BLOQUE DE TEXTO =>
========

La muerte de Rita Barberá ha evidenciado que este país esté para el psicólogo desde hace un siglo. No participó en las grandes guerras, pero desde que celebró la suya propia mantiene su lucha fratricida sin cuartel hasta nuestros días. Rita murió repudiada por todos como una infectada -los medios tendríamos que ser los primeros en hacérnoslo mirar- pero dice su familia que quien la mató fue la pena de verse abandonada por los suyos, que ahora tanto se afanan en encumbrarla a la vez que se atreven a señalar al mundo mundial como culpables de su triste final. Por su parte, los tejedores del bien común y representantes de la gente normal en la tierra -los dirigentes de Podemos son así de modestos- en su afán por hacer reaparecer triunfante y necesario al político con mayúsculas no guardaron un minuto de silencio por miedo a manchar sus limpias conciencias. Al parecer su catecismo radiante e impoluto establece que quienes sí respetaron el homenaje no entrarán en el reino de los cielos. Ellos son infalibles y por lo visto consideran que el dichoso minuto pretendía consagrar su presunta culpa. En cualquier caso, conste que los únicos que no pueden reprocharles nada son los socialistas y los populares, que llevan años judicializando la vida política sin piedad para enterrar al adversario -y si lo requiere el guión a los suyos- bajo la pena del telediario.

El nuevo escenario político, con un Congreso tan fragmentado que ha forzado el mínimo entendimiento entre PP y PSOE para que arranque la legislatura un año después, tendría que servir de alfombra para poner freno a tanta rabia y a tanta hipocresía. Si se fijan, sólo en política se tiene por costumbre afirmar que un concejal, como tal, es un auténtico trincón, aunque como persona se diga que es un señor, por si alguien se siente ofendido en su honor. De hecho, cuando coinciden en un acto los dirigentes de distintas fuerzas alrededor de un vino suelen charlar animadamente y desde el afecto de los asuntos más mundanos. Pero al tener delante un micrófono se transforman y los mismos oponentes a los que se tiene en consideración pasan a ser los más corruptos del mundo aunque, como en el caso de Rita y tantos otros, aún no hayan sido juzgados.

========

MATERIAL APORTADO =>
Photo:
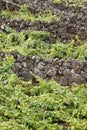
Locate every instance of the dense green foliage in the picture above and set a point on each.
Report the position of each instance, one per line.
(47, 106)
(35, 45)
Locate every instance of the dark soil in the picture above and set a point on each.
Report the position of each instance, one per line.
(72, 23)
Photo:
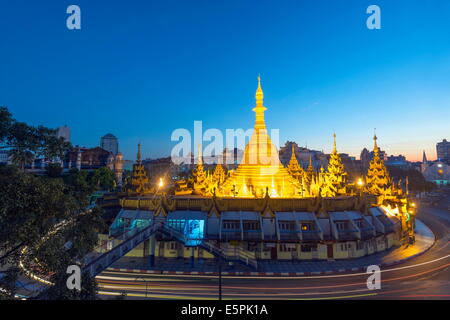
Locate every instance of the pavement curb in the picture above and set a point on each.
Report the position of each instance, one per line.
(272, 274)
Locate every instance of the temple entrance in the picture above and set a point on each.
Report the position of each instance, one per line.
(273, 253)
(330, 251)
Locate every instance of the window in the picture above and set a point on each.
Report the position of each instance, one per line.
(342, 225)
(359, 245)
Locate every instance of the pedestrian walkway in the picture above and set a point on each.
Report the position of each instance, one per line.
(424, 240)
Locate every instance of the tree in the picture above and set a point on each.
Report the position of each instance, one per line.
(102, 179)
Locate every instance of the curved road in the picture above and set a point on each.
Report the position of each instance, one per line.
(424, 277)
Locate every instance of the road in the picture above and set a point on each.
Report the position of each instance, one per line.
(424, 277)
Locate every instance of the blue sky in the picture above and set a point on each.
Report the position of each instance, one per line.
(140, 69)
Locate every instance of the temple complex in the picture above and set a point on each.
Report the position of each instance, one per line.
(269, 211)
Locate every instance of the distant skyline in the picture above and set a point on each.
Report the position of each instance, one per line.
(140, 70)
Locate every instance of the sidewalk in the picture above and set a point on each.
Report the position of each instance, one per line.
(424, 240)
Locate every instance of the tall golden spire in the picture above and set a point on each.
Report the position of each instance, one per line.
(139, 153)
(259, 108)
(375, 146)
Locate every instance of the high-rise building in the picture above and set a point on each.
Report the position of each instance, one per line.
(110, 143)
(443, 151)
(64, 132)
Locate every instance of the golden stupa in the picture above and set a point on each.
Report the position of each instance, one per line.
(260, 170)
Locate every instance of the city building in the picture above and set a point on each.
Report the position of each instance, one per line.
(110, 143)
(63, 132)
(269, 211)
(443, 151)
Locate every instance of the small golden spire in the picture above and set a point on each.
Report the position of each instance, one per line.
(334, 143)
(375, 146)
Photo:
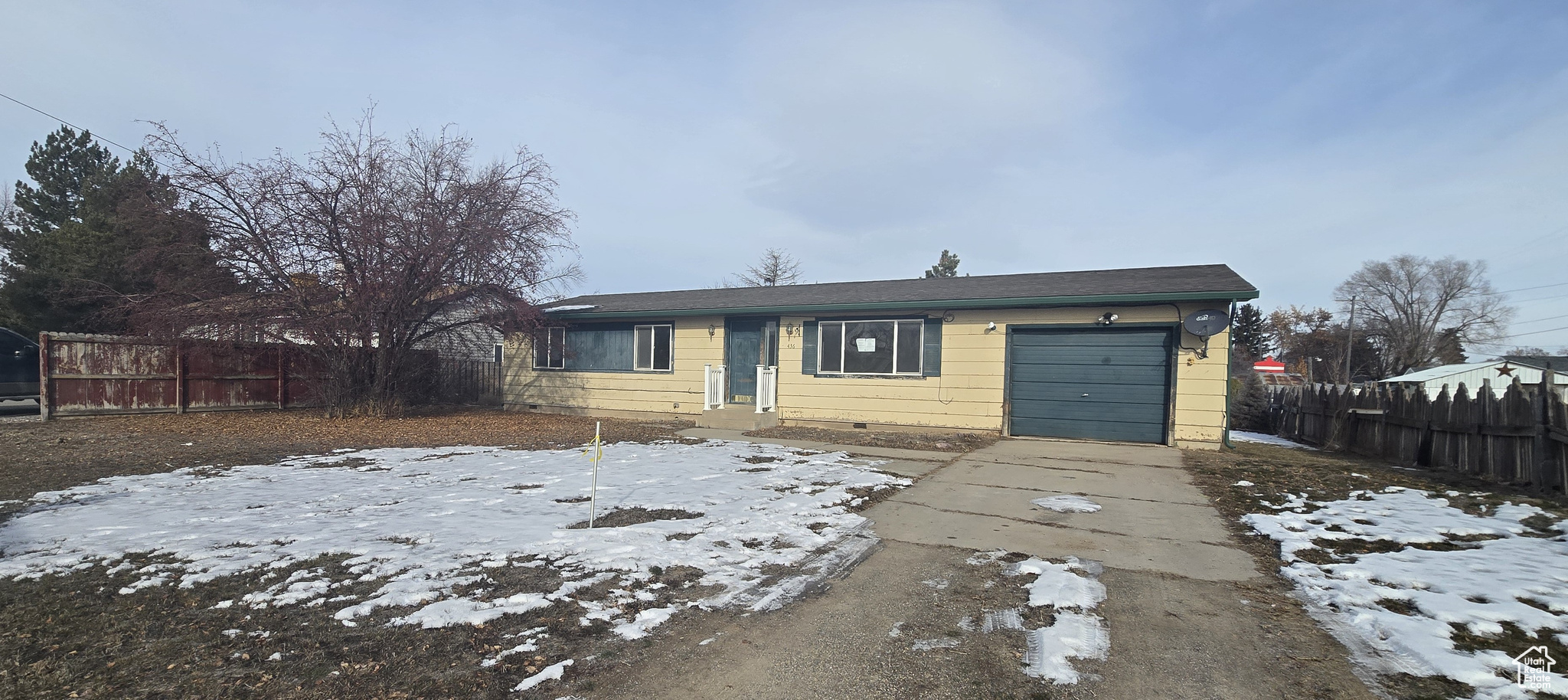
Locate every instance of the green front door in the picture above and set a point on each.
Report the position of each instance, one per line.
(748, 342)
(1092, 384)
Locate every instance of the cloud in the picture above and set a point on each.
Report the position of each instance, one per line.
(887, 113)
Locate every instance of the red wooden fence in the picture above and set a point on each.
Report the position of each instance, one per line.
(91, 375)
(94, 375)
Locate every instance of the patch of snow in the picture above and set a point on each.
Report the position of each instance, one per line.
(1071, 636)
(1076, 633)
(1057, 586)
(1001, 620)
(1481, 586)
(422, 523)
(1067, 504)
(1266, 438)
(549, 674)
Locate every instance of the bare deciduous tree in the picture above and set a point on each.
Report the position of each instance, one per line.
(369, 248)
(775, 267)
(1415, 308)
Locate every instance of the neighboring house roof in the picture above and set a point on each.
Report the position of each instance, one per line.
(1269, 365)
(1475, 374)
(1556, 363)
(1446, 371)
(1148, 284)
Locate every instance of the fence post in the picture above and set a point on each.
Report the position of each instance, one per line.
(1545, 460)
(44, 396)
(283, 377)
(179, 377)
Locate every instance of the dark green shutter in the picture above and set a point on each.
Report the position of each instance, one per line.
(808, 347)
(932, 366)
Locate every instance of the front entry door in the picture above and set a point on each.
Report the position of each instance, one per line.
(748, 344)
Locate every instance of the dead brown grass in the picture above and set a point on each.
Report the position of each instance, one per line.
(60, 454)
(872, 438)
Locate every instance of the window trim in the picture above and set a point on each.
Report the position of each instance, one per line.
(652, 341)
(549, 339)
(920, 369)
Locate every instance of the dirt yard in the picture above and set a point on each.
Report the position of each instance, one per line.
(60, 454)
(1325, 476)
(74, 636)
(877, 438)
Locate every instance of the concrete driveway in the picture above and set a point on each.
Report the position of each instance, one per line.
(1153, 518)
(1189, 616)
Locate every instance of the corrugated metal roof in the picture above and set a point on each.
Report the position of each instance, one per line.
(988, 291)
(1445, 371)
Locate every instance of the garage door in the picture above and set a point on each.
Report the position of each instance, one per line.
(1101, 384)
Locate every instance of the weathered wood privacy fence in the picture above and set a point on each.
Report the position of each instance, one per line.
(88, 375)
(91, 375)
(1518, 438)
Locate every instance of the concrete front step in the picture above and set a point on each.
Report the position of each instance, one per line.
(737, 418)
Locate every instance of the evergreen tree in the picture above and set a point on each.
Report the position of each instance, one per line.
(63, 167)
(1249, 404)
(1250, 332)
(93, 237)
(946, 267)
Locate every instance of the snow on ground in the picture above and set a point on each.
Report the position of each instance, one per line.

========

TAREAS A REALIZAR =>
1. Anota todos los partidos políticos que el texto nombra por su nombre o sus siglas.
2. Según el texto, ¿qué dice la familia de Rita Barberá que la mató?
Las entradas son un material aparte, sin relación con el texto.

SOLUCIONES DEL EJERCICIO =>
1. Podemos, PP y PSOE.

2. La pena de verse abandonada por los suyos.